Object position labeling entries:

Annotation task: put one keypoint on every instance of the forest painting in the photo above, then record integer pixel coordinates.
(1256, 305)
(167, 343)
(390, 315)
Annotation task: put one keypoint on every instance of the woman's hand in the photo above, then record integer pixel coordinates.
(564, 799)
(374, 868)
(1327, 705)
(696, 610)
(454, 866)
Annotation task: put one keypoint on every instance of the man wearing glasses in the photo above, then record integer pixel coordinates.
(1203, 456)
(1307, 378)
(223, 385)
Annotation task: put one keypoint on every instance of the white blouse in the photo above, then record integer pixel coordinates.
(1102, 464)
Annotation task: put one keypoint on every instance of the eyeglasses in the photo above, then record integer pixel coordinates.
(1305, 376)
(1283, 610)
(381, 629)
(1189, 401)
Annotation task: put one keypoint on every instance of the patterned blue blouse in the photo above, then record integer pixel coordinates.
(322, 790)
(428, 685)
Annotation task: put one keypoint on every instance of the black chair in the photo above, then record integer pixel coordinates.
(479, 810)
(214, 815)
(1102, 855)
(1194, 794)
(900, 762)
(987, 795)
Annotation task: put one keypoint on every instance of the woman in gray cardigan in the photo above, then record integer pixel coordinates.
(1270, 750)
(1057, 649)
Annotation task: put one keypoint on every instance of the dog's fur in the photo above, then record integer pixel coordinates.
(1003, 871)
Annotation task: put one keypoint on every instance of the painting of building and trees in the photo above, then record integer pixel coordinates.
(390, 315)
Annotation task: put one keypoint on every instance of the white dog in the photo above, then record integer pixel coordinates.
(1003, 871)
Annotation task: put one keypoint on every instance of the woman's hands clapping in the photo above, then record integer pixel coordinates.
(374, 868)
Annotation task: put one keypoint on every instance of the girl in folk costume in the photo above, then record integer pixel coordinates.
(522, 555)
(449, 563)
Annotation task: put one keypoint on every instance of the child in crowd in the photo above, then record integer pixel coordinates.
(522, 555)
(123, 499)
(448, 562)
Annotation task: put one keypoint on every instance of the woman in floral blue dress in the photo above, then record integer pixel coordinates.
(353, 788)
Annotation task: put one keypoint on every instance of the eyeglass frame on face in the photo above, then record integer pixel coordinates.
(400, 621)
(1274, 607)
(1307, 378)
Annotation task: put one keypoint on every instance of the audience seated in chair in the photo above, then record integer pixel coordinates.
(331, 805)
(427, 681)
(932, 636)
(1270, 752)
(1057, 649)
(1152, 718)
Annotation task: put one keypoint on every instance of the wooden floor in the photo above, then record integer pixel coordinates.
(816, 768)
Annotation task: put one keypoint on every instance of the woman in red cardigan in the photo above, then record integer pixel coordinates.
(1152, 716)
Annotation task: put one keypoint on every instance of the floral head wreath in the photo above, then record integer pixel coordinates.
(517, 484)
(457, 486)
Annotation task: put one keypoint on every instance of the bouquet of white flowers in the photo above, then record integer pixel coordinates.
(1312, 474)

◆ **TASK TO COMPLETE**
Extract the closing run of lines, starting with the one containing "of the wooden" and ending at the last, exactly as written.

◆ **TASK SOLUTION**
Annotation task: put one keypoint on every instance of the wooden floor in the photo above, then record integer pixel coordinates.
(816, 768)
Annotation task: put one keypoint on every instance of the woman in red cardigan in the photo above, then record integer pixel coordinates.
(1152, 716)
Annotation task: put one keypoint on every instance of the floral head wreath in the photo above, then record integer pixel coordinates.
(517, 484)
(457, 486)
Annotation task: put one keypoint on every instance of the bouquet of white flowers in the photo above, then record integer pixel coordinates.
(1312, 474)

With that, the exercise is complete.